• TASK DETAILS
Copy the listing below word for word, keeping every line unchanged.

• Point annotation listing
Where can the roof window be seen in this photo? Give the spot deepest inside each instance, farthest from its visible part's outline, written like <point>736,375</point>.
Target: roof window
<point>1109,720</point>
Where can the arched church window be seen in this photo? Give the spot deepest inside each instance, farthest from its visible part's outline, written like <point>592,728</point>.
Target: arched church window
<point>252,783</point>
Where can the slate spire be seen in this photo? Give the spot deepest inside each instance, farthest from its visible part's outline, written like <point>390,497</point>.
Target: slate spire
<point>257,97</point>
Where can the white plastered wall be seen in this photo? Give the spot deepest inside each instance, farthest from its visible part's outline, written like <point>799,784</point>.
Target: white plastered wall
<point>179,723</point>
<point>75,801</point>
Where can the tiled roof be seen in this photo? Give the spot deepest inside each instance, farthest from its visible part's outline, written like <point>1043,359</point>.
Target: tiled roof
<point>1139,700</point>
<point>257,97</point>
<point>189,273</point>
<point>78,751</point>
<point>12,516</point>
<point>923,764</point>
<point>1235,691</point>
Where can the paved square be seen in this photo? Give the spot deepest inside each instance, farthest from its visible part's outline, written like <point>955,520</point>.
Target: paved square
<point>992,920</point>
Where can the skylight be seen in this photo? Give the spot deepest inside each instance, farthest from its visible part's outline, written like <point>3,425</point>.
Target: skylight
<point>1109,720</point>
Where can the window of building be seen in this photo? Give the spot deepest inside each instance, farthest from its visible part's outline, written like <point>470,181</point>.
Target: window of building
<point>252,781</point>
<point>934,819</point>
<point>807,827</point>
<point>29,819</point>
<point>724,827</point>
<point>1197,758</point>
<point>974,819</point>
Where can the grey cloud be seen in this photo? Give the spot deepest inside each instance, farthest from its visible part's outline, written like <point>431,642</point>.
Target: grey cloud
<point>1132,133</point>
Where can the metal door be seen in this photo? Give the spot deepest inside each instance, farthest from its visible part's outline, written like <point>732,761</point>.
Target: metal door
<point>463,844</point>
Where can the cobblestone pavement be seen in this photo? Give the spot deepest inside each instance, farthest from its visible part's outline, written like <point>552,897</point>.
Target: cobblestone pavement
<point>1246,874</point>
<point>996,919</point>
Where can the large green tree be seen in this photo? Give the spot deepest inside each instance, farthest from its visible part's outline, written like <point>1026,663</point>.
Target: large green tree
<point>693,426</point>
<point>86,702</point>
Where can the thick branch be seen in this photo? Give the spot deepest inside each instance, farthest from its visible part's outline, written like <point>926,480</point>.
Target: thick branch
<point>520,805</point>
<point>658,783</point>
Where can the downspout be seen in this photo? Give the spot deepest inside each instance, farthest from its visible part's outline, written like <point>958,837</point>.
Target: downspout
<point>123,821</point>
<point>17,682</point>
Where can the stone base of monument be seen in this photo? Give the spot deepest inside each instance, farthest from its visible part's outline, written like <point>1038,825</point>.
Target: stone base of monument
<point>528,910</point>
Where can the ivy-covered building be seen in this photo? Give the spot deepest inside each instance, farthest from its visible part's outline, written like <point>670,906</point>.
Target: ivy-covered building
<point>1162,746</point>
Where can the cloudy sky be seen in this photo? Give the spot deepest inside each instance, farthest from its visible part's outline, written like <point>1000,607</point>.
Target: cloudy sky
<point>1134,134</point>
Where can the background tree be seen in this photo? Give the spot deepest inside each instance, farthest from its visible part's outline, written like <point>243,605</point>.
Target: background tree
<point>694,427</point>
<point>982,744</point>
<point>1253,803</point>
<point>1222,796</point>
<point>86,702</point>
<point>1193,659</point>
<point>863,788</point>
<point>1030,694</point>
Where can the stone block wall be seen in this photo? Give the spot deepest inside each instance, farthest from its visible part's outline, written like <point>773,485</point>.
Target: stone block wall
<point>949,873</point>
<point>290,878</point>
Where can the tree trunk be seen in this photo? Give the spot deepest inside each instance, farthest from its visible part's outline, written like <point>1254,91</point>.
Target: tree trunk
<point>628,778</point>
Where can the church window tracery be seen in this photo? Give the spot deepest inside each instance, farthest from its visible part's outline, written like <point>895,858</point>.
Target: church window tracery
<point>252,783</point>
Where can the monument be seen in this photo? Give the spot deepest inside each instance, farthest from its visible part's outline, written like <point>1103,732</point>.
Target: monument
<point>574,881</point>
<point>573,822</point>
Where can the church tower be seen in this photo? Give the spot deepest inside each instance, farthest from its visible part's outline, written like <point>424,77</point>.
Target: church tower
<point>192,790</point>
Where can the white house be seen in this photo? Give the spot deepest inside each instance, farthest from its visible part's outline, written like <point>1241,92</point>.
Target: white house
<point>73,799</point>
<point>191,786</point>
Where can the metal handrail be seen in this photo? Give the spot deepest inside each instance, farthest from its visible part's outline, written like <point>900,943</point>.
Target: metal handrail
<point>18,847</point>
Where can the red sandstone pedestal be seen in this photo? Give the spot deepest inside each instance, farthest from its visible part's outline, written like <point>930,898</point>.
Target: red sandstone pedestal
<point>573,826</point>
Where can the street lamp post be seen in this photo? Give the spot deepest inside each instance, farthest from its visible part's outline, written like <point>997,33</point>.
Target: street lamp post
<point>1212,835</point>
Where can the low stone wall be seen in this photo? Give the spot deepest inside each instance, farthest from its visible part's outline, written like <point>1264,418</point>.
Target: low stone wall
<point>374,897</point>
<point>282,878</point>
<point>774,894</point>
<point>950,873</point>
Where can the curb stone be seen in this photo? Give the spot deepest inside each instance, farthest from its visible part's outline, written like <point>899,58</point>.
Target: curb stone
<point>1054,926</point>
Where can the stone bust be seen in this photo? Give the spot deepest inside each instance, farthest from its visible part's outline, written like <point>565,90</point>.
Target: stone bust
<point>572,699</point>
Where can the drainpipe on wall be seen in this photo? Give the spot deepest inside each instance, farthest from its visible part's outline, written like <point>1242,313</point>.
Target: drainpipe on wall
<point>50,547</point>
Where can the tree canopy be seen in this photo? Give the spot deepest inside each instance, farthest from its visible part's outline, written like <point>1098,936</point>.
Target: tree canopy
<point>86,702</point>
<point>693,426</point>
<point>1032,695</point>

• WRITTEN ANSWER
Where can the roof window be seen in this photo? Give the spot deepest inside each instance, farthest from its visible part's outline, written like <point>736,375</point>.
Target: roof window
<point>1109,720</point>
Where can the arched church window be seen in this photo? Give the spot deepest inside each instance, farthest from its visible part's outline, written like <point>592,728</point>.
Target: arched church window
<point>252,783</point>
Where can the slate spire be seen in this photo? Give the spot deepest inside each instance, farthest from its visible part's outline, written like <point>390,497</point>.
Target: slate spire
<point>257,97</point>
Where can the white plastered wall be seen in this photo? Give the spot deepest inside each instance, farthest from its visible part's outline, written like <point>799,784</point>.
Target: white plastered wall
<point>179,723</point>
<point>75,801</point>
Where can the tiled roof be seen in this photo? Give the spot deepest inside each instance, farthest from its visible part's outline, written like <point>1043,359</point>.
Target: tiled roof
<point>1139,700</point>
<point>257,97</point>
<point>189,273</point>
<point>78,751</point>
<point>12,516</point>
<point>923,764</point>
<point>1235,691</point>
Where can the paved square be seen in this photo? Give the spot deepest inside each instance, farthest from its visible part's outline, written like <point>955,520</point>.
Target: paved square
<point>992,920</point>
Where can the skylight be seen in this photo? Give the spot deepest inside each instance, farthest from its visible part's outline, written like <point>3,425</point>.
Target: skylight
<point>1109,720</point>
Where can the window of building be seen in this photo? Give the spot deepest inside each instance, farthest from its visible part's outline, written like <point>470,181</point>.
Target: window of building
<point>252,781</point>
<point>934,819</point>
<point>807,827</point>
<point>29,819</point>
<point>724,827</point>
<point>1197,758</point>
<point>974,819</point>
Where can the grey cloud be seen in this photo? Give the spot deepest inside each instance, farthest from its visible part's outline, written like <point>431,642</point>.
Target: grey cloud
<point>1132,133</point>
Where can the metal door be seen in this photo? Give the spot deepest inside each instance, farthest from its visible part's outline, written like <point>732,761</point>.
Target: metal door
<point>463,844</point>
Where can the cobblestone pavement be seen in this photo? Give the spot deepest inside each instance, farthest from its visible part's outline, written like <point>552,897</point>.
Target: cobblestone pavement
<point>1246,874</point>
<point>996,919</point>
Where can the large green tree be seen in this photo? Give the spot deepest inside each instance, farthest from its visible part's outline, written like <point>1026,663</point>.
Target: large green tree
<point>693,426</point>
<point>86,702</point>
Where can the thick branch be seen in this photo? Give the spot deepest inside each instance, farthest from its visible part's outline, written like <point>926,480</point>.
Target: thick branch
<point>520,805</point>
<point>658,783</point>
Where can the downspout be seen in this photo? Give the spot deepest inside each instance, farthest from its visible part's outline, written like <point>958,837</point>.
Target: downspout
<point>123,821</point>
<point>17,682</point>
Where can the stone base of monument be seen in this photo? Give the spot deepest inside each instance, farthest from its visible part's outline, written like <point>1038,825</point>.
Target: stone base of monument
<point>528,910</point>
Where can the ivy-covered building be seen in this photo? Give the spot deepest inside each instance, farthest from its visible part's outline, written like <point>670,906</point>.
Target: ivy-covered building
<point>1162,746</point>
Where can the cloudy sky be seen in this photo? Give the spot deepest inside each instance, farthest from its visible part's outline, written like <point>1000,607</point>.
Target: cloudy sky
<point>1134,134</point>
Where can the background tree be seen in this photo? Give the spot deepest inside each instance, farthest from its visible part's outline, written like <point>243,605</point>.
Target: background tree
<point>694,427</point>
<point>982,744</point>
<point>1253,803</point>
<point>1222,796</point>
<point>86,702</point>
<point>1193,659</point>
<point>863,788</point>
<point>1030,694</point>
Where can the stone block wall be seen in this photo? Give the spot deepest inside each instance, farthest from its visible part's outline, written like <point>773,485</point>.
Target: stone block wall
<point>949,873</point>
<point>290,878</point>
Where can the tree trunk be seen in this photo? Give the spot deepest inside each instance, farthest from its visible part's outline, written like <point>1254,91</point>.
Target: tree trunk
<point>628,778</point>
Where can the church window tracery be seen in this photo? Give the spot deepest inside each instance, farthest from its visible part's outline, written like <point>895,858</point>.
Target: church window tracery
<point>252,783</point>
Where can the monument be seen in this photo? Give the spot deepest inside each instance, farthest from its visible part's outline, written like <point>1103,732</point>.
Target: monument
<point>574,881</point>
<point>573,822</point>
Where can the church tower be seen in this photo? Give the spot deepest inside each instance, farthest from its visible part's outline, written like <point>424,77</point>.
Target: church tower
<point>192,790</point>
Where can the white house be seen in this photo? Give the spot deepest inside each instance, farthest from its visible part's outline, written like <point>1241,92</point>.
Target: white house
<point>73,799</point>
<point>191,786</point>
Where can the metal handrail be seen in this photo? Give the spot deepest inside each instance, farthest from its visible part's outline, written like <point>900,943</point>.
Target: metal handrail
<point>18,847</point>
Where can the red sandstone pedestal be seen in this photo? Give the spot deepest inside each instance, farthest from its visible part's outline, written like <point>930,898</point>.
Target: red sandstone pedestal
<point>573,826</point>
Where can the street lamp post be seen in this photo? Give the spot deepest inside each instance, farthest from its visible part's outline, written like <point>997,33</point>.
Target: street lamp post
<point>1212,835</point>
Where can the low stone wall be seen in this photo? Give the spot deepest inside each instance, farthest from its visible part's outline, written like <point>1264,418</point>.
Target: low stone wall
<point>374,897</point>
<point>282,878</point>
<point>774,894</point>
<point>950,873</point>
Where can the curb stone be seen in this photo? Give the spot deepest inside each instance, farthest from its visible part's outline, written like <point>899,58</point>.
Target: curb stone
<point>1054,926</point>
Where can the stone bust be seen in this photo? Give the spot deepest inside each instance, farthest from its visible part's outline, written like <point>565,90</point>.
Target: stone bust
<point>572,699</point>
Where can the drainpipe on wall be seen in this photo? Give the spot deepest inside each instance, farthest from its visible part's outline, written like <point>1242,313</point>.
Target: drainpipe on wall
<point>50,547</point>
Where can the tree canopy be seen in this photo? Give the spot deepest inside each instance, farthest from its visible part's outline, written like <point>1098,936</point>.
Target: tree canopy
<point>86,702</point>
<point>693,426</point>
<point>1032,695</point>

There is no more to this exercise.